━━━━━ TEXTE FOURNI ━━━━━

La richesse ayant été créée ailleurs, nous ne devons pas être surpris d'avoir à faire face à une problématique de déclin de nos effectifs alors qu'il reste tant de questions auxquelles nous souhaitons trouver des réponses. Pourquoi devons-nous fermer des écoles dans les milieux ruraux, alors que nous pourrions les revitaliser en utilisant les 6 millions d'acres de terres fertiles et non polluées dont nous disposons en Abitibi-Témiscamingue? Comment pouvons-nous générer emplois et richesse collective avec une partie des 50 % de l'énergie électrique du Québec que nous produisons avec nos voisins du Nord? Comment transformer chez nous une partie de la production du bois d'oeuvre dont nous sommes parmi les plus grands producteurs? Puis on n'a pas parlé des mines.

n(11 h 40)n

Les ressources naturelles et les matières premières sont disponibles. Les nouvelles technologies de l'information et des communications nous rapprochent des grands marchés. Nous avons les établissements d'enseignement primaire et secondaire, d'enseignement supérieur pour former les jeunes, assurer la formation continue et le perfectionnement des adultes et, ainsi, accompagner la région dans son développement. À nous maintenant d'être proactifs à renverser les tendances et de contrer les phénomènes de décroissance qui nuisent à notre plein épanouissement.

Dans un contexte d'économie du savoir, les experts s'entendent pour dire que la survie d'une région est intimement liée au taux de scolarisation qu'elle obtient. Une région dont la scolarisation est déficiente risque d'avoir de sérieuses difficultés à s'affirmer, voire à survivre dans une société compétitive où la formation des ressources humaines, la recherche et le développement, la technologie occupent des positions stratégiques pour son développement. Voilà pourquoi il est essentiel pour l'État québécois de maintenir à tout prix un réseau d'enseignement de qualité, diversifié et accessible partout. À ce chapitre, nous proposons donc quelques pistes de solution. Nous croyons qu'il est essentiel d'assurer la stabilité à nos réseaux d'éducation. Le mode de financement basé uniquement sur les clientèles ne peut donc, à lui seul, assurer l'accessibilité aux études dans notre immense région.

Par ailleurs, compte tenu du type d'économie de notre région-ressource, qui évolue suivant les prix des matières premières, il nous apparaît essentiel de pouvoir maintenir des programmes dont la survie ne peut être liée qu'à la clientèle. Certains programmes d'enseignement professionnel, ou technique, ou de niveau universitaire doivent être supportés de façon particulière parce qu'ils sont essentiels au maintien et au développement des entreprises de notre région.

Le développement des nouvelles technologies et le contexte de mondialisation dans lequel nous évoluons nous obligent à répondre rapidement aux besoins de nos entreprises. Il apparaît donc important de permettre une plus grande souplesse pour que nous puissions adapter nos programmes aux besoins changeants et aux diverses conjonctures.

━━━━━ EXTRAITS DES ENTRÉES ━━━━━

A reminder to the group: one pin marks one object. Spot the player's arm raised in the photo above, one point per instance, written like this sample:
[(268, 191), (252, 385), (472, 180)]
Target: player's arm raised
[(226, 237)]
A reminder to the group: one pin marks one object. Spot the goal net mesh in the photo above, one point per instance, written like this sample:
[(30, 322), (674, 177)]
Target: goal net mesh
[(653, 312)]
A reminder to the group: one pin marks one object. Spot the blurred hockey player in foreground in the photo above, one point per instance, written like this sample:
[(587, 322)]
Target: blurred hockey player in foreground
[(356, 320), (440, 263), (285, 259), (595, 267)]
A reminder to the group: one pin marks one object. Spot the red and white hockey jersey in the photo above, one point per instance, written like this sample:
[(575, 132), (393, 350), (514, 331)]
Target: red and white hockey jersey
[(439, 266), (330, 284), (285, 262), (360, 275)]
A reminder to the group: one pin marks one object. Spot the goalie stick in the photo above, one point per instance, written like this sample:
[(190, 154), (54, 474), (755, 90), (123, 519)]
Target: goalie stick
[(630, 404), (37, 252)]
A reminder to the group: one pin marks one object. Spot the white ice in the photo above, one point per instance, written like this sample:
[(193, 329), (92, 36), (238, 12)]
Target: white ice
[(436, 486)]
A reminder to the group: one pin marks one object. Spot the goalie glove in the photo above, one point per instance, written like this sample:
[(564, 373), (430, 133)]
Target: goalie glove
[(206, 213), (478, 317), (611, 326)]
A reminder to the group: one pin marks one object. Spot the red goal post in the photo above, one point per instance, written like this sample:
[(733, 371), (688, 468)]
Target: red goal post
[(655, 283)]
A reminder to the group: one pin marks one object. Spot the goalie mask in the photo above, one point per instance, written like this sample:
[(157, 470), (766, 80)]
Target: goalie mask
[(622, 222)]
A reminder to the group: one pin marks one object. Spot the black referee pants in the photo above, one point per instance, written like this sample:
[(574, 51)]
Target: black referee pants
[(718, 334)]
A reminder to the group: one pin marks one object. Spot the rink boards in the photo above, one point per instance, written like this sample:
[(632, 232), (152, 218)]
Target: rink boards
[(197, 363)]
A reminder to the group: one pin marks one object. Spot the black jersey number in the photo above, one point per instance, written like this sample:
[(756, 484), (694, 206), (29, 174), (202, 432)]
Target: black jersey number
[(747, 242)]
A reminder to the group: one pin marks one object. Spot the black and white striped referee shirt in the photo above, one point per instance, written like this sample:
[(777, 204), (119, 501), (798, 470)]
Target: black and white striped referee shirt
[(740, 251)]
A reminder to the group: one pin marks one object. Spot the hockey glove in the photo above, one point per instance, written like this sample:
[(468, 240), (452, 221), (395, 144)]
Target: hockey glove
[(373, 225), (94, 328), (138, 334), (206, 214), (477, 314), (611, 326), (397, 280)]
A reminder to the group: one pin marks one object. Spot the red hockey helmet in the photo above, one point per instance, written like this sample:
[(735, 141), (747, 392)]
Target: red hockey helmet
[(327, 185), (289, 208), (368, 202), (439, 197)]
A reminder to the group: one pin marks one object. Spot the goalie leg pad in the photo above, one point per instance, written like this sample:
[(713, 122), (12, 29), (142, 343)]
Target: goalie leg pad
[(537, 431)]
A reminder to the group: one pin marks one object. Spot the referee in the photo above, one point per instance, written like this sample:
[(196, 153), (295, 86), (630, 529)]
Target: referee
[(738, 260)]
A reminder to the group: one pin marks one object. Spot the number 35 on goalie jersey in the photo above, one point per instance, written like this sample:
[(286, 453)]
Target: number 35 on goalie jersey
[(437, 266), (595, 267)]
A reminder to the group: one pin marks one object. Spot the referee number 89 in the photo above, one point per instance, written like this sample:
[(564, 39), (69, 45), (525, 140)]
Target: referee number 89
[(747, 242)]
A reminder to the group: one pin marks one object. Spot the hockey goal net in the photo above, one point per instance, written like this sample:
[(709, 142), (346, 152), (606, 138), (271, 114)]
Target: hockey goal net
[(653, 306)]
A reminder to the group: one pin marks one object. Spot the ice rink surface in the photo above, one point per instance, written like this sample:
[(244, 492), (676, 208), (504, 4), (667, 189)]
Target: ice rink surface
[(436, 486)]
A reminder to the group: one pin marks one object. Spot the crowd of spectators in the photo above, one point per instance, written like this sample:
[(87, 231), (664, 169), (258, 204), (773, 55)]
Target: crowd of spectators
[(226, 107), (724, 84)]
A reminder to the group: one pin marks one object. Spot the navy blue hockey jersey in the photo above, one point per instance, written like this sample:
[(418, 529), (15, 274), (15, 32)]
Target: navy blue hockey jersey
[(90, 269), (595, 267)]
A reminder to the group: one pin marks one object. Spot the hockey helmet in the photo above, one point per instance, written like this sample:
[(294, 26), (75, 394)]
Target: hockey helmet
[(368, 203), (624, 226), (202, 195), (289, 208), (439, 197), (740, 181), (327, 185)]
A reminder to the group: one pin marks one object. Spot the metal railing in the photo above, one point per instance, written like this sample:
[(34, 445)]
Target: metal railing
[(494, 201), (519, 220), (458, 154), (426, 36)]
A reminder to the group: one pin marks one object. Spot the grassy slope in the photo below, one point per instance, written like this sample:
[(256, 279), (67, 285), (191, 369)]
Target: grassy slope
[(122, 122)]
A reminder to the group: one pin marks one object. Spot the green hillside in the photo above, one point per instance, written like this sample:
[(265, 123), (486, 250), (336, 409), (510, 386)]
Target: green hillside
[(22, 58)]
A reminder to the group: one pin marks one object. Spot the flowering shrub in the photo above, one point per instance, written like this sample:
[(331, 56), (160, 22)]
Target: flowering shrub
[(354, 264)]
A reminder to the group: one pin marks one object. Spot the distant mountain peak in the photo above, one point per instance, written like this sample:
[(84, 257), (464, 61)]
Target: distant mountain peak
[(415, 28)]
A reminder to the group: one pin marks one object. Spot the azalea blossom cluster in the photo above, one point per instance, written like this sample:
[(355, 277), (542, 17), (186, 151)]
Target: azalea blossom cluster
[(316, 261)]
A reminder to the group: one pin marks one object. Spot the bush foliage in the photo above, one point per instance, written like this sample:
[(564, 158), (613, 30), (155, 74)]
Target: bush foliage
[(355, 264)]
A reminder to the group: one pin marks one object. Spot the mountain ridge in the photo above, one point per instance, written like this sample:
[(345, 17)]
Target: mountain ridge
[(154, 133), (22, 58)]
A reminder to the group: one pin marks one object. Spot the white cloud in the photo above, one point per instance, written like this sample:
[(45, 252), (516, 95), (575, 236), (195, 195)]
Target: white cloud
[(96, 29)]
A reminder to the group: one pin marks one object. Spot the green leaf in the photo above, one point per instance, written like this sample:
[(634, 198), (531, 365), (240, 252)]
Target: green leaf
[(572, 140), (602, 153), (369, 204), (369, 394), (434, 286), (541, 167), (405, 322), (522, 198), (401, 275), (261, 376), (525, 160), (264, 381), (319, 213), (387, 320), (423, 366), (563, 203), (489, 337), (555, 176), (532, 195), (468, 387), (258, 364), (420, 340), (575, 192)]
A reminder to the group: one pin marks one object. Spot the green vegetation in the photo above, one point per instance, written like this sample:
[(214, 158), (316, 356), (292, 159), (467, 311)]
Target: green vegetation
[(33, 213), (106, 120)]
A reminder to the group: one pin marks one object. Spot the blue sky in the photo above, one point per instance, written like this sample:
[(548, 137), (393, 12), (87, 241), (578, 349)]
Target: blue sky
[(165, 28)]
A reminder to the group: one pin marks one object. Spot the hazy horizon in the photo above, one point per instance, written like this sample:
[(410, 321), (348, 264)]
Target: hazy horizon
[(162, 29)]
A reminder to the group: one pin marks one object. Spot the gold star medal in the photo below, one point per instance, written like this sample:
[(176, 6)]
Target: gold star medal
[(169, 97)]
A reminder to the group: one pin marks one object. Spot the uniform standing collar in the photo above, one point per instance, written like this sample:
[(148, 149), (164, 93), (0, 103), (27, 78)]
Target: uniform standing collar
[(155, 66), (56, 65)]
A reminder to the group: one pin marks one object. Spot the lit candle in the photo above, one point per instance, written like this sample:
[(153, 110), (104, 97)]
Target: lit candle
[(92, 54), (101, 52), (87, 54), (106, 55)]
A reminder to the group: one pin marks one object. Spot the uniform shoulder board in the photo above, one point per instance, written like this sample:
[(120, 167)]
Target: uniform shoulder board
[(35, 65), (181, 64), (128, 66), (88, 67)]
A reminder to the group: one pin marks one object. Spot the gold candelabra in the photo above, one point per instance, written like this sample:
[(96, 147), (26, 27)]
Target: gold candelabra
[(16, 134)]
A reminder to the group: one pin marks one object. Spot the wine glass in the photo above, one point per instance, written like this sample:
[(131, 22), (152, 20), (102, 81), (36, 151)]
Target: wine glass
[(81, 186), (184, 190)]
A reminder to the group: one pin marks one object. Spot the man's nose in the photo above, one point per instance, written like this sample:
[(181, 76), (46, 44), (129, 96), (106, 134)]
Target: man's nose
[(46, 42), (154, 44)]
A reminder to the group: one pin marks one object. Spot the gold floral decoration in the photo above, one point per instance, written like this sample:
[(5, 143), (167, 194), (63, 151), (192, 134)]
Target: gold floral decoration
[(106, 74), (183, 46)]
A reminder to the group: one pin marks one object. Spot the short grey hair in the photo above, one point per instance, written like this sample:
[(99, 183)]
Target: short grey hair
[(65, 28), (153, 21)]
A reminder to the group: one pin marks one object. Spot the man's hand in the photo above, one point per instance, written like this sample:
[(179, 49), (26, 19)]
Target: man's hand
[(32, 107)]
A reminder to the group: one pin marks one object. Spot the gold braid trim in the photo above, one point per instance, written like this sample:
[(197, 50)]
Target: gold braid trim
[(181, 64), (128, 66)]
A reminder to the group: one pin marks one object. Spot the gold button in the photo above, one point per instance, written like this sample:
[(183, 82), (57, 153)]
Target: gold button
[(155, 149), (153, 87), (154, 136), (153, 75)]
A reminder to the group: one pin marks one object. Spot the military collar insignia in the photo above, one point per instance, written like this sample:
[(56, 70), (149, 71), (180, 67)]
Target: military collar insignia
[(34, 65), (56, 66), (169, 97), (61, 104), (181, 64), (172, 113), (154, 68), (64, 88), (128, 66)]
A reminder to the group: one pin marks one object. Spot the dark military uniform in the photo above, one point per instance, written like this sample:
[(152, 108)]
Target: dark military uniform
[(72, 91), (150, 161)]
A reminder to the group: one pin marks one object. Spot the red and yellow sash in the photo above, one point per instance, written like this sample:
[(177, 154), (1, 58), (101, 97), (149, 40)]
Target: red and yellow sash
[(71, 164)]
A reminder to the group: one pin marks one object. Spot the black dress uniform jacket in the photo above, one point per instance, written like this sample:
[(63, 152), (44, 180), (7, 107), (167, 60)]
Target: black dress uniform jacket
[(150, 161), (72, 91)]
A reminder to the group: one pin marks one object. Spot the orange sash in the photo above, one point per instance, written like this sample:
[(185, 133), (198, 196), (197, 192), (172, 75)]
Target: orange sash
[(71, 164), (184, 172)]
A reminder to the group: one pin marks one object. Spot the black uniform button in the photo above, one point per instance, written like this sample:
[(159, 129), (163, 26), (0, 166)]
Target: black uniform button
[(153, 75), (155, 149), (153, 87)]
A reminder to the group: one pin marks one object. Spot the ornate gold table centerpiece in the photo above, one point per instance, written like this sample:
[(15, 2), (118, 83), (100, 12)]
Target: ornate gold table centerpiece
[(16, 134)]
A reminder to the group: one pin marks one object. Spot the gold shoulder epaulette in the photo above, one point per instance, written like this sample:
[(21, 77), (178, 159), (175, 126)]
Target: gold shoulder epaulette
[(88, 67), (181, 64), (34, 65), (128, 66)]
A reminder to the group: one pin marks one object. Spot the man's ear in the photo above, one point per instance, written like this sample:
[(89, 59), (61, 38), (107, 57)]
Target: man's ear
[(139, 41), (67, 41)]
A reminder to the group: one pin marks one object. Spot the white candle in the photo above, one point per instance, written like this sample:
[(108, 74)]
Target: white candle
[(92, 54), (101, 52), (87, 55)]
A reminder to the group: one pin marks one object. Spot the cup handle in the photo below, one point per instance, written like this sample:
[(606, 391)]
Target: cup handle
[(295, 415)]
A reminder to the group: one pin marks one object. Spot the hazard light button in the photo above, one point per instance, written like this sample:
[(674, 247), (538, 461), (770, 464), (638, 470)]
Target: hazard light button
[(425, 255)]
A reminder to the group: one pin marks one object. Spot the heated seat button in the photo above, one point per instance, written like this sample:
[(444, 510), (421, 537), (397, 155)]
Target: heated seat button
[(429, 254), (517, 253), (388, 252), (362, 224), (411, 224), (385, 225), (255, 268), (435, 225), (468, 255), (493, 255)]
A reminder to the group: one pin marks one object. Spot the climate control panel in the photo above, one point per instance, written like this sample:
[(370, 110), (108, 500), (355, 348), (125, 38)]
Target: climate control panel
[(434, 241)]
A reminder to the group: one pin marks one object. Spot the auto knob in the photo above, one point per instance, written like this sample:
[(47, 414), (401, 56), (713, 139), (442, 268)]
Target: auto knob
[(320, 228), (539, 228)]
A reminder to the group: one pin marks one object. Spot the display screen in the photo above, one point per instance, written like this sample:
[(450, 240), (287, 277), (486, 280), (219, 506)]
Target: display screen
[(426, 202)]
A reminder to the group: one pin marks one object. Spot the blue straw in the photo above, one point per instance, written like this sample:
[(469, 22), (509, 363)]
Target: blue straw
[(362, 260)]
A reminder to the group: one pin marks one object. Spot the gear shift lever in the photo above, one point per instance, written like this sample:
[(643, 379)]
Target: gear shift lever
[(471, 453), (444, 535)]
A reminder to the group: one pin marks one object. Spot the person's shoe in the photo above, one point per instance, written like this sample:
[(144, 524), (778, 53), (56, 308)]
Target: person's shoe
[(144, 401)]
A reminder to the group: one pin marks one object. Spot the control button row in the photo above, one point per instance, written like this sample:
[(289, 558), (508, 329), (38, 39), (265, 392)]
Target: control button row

━━━━━

SÉRIE DE CONSIGNES:
A. Relevez toutes les phrases interrogatives du texte fourni.
B. Recopiez le passage du texte fourni qui commence par « Par ailleurs, compte » et se poursuit jusqu'à « de notre région. ».

RÉPONSES PAR CONSIGNE:
A.
- Pourquoi devons-nous fermer des écoles dans les milieux ruraux, alors que nous pourrions les revitaliser en utilisant les 6 millions d'acres de terres fertiles et non polluées dont nous disposons en Abitibi-Témiscamingue?
- Comment pouvons-nous générer emplois et richesse collective avec une partie des 50 % de l'énergie électrique du Québec que nous produisons avec nos voisins du Nord?
- Comment transformer chez nous une partie de la production du bois d'oeuvre dont nous sommes parmi les plus grands producteurs?

B.
Par ailleurs, compte tenu du type d'économie de notre région-ressource, qui évolue suivant les prix des matières premières, il nous apparaît essentiel de pouvoir maintenir des programmes dont la survie ne peut être liée qu'à la clientèle. Certains programmes d'enseignement professionnel, ou technique, ou de niveau universitaire doivent être supportés de façon particulière parce qu'ils sont essentiels au maintien et au développement des entreprises de notre région.